» EXERCISE DETAILS: Find the lines holding the string "query" in the data, then copy all of them.

» DATASET EXCERPTS:
========================

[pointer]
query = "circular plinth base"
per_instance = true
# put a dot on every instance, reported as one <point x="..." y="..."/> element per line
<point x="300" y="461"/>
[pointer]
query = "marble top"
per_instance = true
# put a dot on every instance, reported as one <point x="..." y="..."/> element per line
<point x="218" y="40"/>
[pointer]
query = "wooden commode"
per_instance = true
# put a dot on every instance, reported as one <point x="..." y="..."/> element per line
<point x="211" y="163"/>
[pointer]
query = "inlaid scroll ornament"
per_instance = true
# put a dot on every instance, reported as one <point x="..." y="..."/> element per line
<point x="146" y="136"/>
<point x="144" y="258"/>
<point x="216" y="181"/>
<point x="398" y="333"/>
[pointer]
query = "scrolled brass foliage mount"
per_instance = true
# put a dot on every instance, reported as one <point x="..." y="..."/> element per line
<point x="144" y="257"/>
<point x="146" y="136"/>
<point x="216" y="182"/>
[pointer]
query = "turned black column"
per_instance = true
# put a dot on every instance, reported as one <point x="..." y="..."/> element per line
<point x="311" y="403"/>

========================

» WORKED SOLUTION:
query = "circular plinth base"
query = "marble top"
query = "wooden commode"
query = "inlaid scroll ornament"
query = "scrolled brass foliage mount"
query = "turned black column"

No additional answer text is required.